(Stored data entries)
________
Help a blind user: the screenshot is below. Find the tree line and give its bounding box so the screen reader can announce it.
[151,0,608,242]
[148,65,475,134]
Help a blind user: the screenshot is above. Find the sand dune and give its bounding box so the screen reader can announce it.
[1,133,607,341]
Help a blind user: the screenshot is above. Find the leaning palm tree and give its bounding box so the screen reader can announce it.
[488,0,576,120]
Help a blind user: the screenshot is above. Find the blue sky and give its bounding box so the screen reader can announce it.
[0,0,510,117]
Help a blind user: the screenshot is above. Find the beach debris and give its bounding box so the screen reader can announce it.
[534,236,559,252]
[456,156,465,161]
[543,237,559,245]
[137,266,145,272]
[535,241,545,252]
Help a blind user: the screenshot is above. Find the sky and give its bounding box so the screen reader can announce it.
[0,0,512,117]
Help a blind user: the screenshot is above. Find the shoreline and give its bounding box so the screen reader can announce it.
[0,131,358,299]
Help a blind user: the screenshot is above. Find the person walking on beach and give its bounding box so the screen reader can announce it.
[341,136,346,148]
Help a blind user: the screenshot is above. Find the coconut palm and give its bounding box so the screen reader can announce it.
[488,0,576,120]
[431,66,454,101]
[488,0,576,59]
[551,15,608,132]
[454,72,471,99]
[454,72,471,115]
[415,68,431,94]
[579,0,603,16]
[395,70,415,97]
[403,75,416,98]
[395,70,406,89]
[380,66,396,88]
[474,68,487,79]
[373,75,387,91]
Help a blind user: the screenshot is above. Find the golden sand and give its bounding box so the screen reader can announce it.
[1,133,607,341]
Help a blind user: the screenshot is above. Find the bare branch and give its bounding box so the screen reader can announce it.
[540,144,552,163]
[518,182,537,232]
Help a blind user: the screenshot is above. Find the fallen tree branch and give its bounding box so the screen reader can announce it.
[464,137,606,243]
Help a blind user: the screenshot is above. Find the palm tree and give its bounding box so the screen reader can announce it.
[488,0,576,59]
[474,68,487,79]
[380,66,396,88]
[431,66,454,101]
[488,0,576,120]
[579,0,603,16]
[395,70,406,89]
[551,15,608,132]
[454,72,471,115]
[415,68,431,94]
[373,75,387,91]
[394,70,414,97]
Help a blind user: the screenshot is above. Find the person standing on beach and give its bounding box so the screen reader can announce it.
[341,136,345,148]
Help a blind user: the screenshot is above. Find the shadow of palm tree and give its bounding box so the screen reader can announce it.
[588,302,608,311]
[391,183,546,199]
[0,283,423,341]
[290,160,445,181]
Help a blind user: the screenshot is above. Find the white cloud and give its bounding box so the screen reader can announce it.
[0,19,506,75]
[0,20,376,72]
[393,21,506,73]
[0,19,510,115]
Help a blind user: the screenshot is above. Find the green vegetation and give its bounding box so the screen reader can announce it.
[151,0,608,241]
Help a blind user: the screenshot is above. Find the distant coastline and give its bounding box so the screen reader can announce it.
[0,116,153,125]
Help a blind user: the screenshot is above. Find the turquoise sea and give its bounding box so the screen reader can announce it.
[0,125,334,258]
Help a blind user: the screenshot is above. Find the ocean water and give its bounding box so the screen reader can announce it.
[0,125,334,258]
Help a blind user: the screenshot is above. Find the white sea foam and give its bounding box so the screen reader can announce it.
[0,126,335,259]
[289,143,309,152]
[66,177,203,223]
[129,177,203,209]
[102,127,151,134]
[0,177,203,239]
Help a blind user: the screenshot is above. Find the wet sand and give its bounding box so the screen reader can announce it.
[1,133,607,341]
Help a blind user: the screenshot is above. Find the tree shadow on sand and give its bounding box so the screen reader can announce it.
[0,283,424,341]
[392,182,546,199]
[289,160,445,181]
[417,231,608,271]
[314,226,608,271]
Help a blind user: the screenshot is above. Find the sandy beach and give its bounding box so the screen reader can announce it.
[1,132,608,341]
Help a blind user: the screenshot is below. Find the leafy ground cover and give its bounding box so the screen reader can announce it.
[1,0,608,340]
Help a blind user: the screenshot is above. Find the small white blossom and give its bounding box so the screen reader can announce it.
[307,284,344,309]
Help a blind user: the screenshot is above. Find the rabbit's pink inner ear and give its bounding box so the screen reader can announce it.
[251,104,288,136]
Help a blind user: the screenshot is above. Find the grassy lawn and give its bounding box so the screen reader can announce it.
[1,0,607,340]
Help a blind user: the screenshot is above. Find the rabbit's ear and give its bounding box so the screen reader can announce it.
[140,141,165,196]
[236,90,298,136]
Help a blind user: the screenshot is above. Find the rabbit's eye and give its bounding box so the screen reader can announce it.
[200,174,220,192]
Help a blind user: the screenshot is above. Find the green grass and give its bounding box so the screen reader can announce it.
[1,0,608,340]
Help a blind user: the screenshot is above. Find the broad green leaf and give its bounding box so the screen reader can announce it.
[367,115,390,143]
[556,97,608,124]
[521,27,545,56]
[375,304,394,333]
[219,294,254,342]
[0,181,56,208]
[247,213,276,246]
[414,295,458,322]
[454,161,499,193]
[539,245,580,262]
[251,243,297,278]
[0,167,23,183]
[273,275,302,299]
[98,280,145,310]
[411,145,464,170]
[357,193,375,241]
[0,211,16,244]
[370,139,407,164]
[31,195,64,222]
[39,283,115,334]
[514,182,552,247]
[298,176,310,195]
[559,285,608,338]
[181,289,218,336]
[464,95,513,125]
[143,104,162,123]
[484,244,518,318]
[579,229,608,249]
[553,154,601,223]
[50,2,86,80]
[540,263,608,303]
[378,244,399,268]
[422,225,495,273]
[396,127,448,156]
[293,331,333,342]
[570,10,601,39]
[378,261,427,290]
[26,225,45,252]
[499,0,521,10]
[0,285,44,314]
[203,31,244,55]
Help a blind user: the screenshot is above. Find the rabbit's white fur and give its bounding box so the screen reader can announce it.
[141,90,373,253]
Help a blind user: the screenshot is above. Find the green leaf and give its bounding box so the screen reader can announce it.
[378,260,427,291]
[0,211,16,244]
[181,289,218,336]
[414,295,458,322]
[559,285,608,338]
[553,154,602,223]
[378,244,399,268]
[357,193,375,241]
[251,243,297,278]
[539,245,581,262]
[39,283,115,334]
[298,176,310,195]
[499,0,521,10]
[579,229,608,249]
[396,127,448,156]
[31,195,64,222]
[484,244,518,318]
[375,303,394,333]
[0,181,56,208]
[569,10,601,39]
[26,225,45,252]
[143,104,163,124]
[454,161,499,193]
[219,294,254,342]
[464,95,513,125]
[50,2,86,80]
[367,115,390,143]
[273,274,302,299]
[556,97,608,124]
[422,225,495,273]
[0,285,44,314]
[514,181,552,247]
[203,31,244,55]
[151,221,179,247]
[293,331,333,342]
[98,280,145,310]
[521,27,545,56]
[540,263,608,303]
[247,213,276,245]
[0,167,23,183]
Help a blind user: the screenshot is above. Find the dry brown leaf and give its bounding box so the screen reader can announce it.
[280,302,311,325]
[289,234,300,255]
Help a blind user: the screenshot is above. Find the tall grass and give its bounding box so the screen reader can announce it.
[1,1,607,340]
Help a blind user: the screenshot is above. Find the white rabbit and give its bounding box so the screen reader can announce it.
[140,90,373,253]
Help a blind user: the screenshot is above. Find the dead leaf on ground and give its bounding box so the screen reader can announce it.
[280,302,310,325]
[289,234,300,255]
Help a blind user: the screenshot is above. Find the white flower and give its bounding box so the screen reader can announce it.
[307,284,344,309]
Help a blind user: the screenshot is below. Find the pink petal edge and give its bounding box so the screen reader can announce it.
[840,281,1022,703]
________
Task prompt: Retype all of the records above, word for word.

Result for this task:
Help a blind user: the screenshot is below. Find the tree line and give its bounding box so the screen reader can announce it.
[151,0,608,242]
[148,65,475,134]
Help a blind user: the screenshot is above. Find the sand dune and give its bounding box so the screen reader can announce it.
[1,133,607,341]
Help a blind user: the screenshot is above. Find the leaning palm tree and give its bounding box so the screen reader can announce it.
[488,0,576,120]
Help a blind user: the screenshot is above. Find the blue sky and give its bounding box so the screen reader can announce it.
[0,0,510,117]
Help a blind user: the screenshot is above. Find the beach debris and give its bounding box so the screen reader can announce it.
[534,236,559,252]
[456,156,465,161]
[543,237,559,245]
[137,266,145,272]
[535,241,545,252]
Help a blind user: the screenshot is above. Find the sky and give its bounding box so the screen reader can announce it.
[0,0,512,117]
Help a blind user: the screenshot is above. Find the shoreline and give its bounding box so the screen reader can announce it.
[0,131,358,299]
Help a blind user: the screenshot is above. Find the person walking on beach and give its bounding box so the screen reader can announce it.
[341,136,346,148]
Help a blind user: the screenshot is above. Find the coconut palm and give its bounding box so the screen reader can announce it.
[488,0,576,120]
[431,66,454,101]
[488,0,576,59]
[551,15,608,132]
[454,72,471,99]
[454,72,471,115]
[415,68,431,94]
[579,0,603,16]
[395,70,415,97]
[403,75,416,98]
[395,70,406,89]
[380,66,396,88]
[474,68,487,79]
[373,75,387,91]
Help a blind user: the screenshot is above. Find the golden sand and give its bounding box so the screen reader can announce it.
[1,133,607,341]
Help a blind user: the screenshot is above. Find the bare branch and give its bounding box so the screen reader can announce it.
[540,144,552,163]
[518,182,537,232]
Help a blind user: the screenshot is above. Find the fallen tree branch and give its bounding box so the screen reader can announce it.
[464,137,606,243]
Help a blind user: the screenshot is above. Find the palm tree and give its bounding box so the screen reader can announce it.
[488,0,576,59]
[474,68,487,79]
[380,66,396,88]
[431,66,454,101]
[488,0,576,120]
[579,0,603,16]
[395,70,406,89]
[551,15,608,132]
[454,72,471,115]
[415,68,431,94]
[373,75,387,91]
[394,70,414,97]
Help a blind user: the screenshot is above. Find the person standing on beach and give its bounding box so the screen reader can announce it.
[341,136,345,148]
Help a blind user: the screenshot is above. Find the shadow of palm tree and give its bounding box so the screen reader can announce it.
[588,302,608,311]
[391,183,546,199]
[0,283,423,341]
[290,160,445,181]
Help a blind user: the screenshot is above. Find the white cloud and give its bounding box so the screen reader can announce it.
[0,19,506,75]
[0,20,376,72]
[393,21,506,73]
[0,19,510,115]
Help a blind user: the screenshot is above. Find the green vegetation and give its bounding box so the screen reader can announce it.
[151,0,608,241]
Help a blind user: the screenshot is above. Find the distant coastline and give its bounding box so the screen reader can announce it.
[0,116,153,125]
Help a blind user: the screenshot is above. Find the turquoise sea and give its bounding box so the screen reader can announce it.
[0,125,334,258]
Help a blind user: the screenshot is above. Find the ocean water and give its bounding box so the screen reader can announce it.
[0,125,334,258]
Help a blind user: the screenshot is above. Find the white sea foam and give its bounding box so the screen reader can announce it.
[0,126,335,259]
[289,143,309,152]
[66,177,203,223]
[129,177,203,209]
[102,127,151,134]
[0,177,203,239]
Help a blind user: the screenshot is above. Find the wet sand and give its bounding box so the screen reader can announce it.
[1,133,607,341]
Help a blind user: the screenshot is above. Find the tree shadow on sand and give its bounding box so the screen reader can announce it.
[0,283,424,341]
[392,182,546,199]
[289,160,445,181]
[417,231,608,271]
[314,226,608,271]
Help a blind user: the screenshot is above. Find the sandy beach and give its bounding box so the screen reader can announce it.
[1,132,608,341]
Help a blind user: the screenshot is below. Find the leafy ground cover and give its bounding box so the screen reader can announce it.
[1,0,608,340]
Help a blind user: the screenshot is above. Find the small white blossom and give its bounding box so the screen reader can announce it.
[307,284,344,309]
Help a blind user: the screenshot is above. Find the rabbit's pink inner ear and give its bounding box so the screen reader can announce it.
[251,104,288,136]
Help a blind user: the screenshot is above. Find the grassy lawn and give its bounding box so the screen reader can announce it.
[1,0,607,340]
Help a blind user: the screenshot is above. Find the rabbit's ear and give its bounding box so the screen reader can announce it.
[140,141,165,196]
[236,90,298,136]
Help a blind user: the screenshot is above. Find the rabbit's eye and give its bounding box so the screen reader can announce it.
[200,174,220,192]
Help a blind user: the screenshot is above. Find the green grass and give its bounding box so the screen reader can announce it.
[1,0,608,340]
Help a blind user: the screenshot is above. Find the broad green leaf and give its bounding box so the screen reader can announce it.
[367,115,390,143]
[556,97,608,124]
[521,27,545,56]
[375,304,394,333]
[219,294,254,342]
[0,181,56,208]
[247,213,276,246]
[414,295,458,322]
[454,161,499,193]
[539,245,580,262]
[251,243,297,278]
[0,167,23,183]
[273,275,302,299]
[98,280,145,310]
[411,145,464,170]
[357,193,375,241]
[0,211,16,244]
[370,139,407,164]
[31,195,64,222]
[39,283,115,334]
[514,182,552,247]
[298,176,310,195]
[559,285,608,338]
[181,289,218,336]
[464,95,513,125]
[143,104,162,123]
[484,244,518,318]
[579,229,608,249]
[553,154,601,223]
[50,2,86,80]
[540,263,608,303]
[378,244,399,268]
[422,225,495,273]
[396,127,448,156]
[293,331,333,342]
[570,10,601,39]
[378,261,427,290]
[26,225,45,252]
[499,0,521,10]
[0,285,44,314]
[203,31,244,55]
Help a blind user: the screenshot is above. Find the rabbit's white fur and give its bounding box so the screen reader can announce it.
[141,90,373,253]
Help a blind user: the screenshot is above. Find the green leaf and give its bounding box so the screen reader can announce it.
[378,260,427,291]
[0,211,16,244]
[181,289,218,336]
[414,295,458,322]
[559,285,608,338]
[553,154,602,223]
[378,244,399,268]
[357,193,375,241]
[251,243,297,278]
[539,245,581,262]
[39,283,115,334]
[298,176,310,195]
[499,0,521,10]
[579,229,608,249]
[396,127,448,156]
[31,195,64,222]
[484,244,518,318]
[375,303,394,333]
[0,181,56,208]
[569,10,601,39]
[26,225,45,252]
[143,104,163,124]
[454,161,499,193]
[219,294,254,342]
[464,95,513,125]
[50,2,86,80]
[367,115,390,143]
[273,274,302,299]
[556,97,608,124]
[422,225,495,273]
[0,285,44,314]
[514,181,552,247]
[203,31,244,55]
[151,221,179,247]
[293,331,333,342]
[98,280,145,310]
[521,27,545,56]
[540,263,608,303]
[247,213,276,245]
[0,167,23,183]
Help a blind user: the screenshot is above. Find the dry brown leaf and give its bounding box so the screen reader can announce it.
[280,302,311,325]
[289,234,300,255]
Help a blind user: the screenshot is above. Find the tall grass and give its bounding box so the screen reader can announce it.
[1,1,607,340]
Help a blind user: the screenshot is above. Find the white rabbit and give its bounding box so the screen reader can announce it.
[140,90,373,253]
Help a blind user: the screenshot is above. Find the dead leaf on ground and give its bounding box so the screen reader can announce it.
[280,302,310,325]
[289,234,300,255]
Help a blind user: the screenshot is above. Find the white flower and give its bounding box so the screen reader can announce it.
[307,284,344,309]
Help a blind user: the screenshot is below. Find the pink petal edge and give its bounding box so the screen reader can announce it.
[840,281,1022,703]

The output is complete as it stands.